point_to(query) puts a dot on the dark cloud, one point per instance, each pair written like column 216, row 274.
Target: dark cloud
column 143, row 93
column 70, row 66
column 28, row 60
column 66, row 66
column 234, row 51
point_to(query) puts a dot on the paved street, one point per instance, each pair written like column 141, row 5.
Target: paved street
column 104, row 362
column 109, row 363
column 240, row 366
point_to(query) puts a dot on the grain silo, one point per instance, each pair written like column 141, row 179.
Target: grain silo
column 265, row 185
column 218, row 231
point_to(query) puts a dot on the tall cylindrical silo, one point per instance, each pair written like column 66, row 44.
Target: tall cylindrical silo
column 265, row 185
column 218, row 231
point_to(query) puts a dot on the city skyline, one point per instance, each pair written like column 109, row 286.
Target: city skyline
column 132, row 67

::::::

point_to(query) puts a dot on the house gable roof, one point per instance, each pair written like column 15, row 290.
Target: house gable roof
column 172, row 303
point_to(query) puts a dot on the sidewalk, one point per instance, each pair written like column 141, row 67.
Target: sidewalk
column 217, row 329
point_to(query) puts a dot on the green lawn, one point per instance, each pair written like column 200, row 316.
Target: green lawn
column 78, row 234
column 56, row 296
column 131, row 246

::::::

■ **Task prompt**:
Copy out verbatim the lines of the items above, from the line containing "point_to(query) puts a dot on the tall" through the line containing "column 132, row 67", including both of those lines.

■ **Solution for this exercise**:
point_to(query) puts a dot on the tall cylindrical silo, one point per instance, each pair written like column 66, row 44.
Target: tall cylindrical silo
column 265, row 185
column 218, row 231
point_to(query) puts a dot on the city skyline, one point per instance, each pair written like column 109, row 286.
Target: city skyline
column 132, row 67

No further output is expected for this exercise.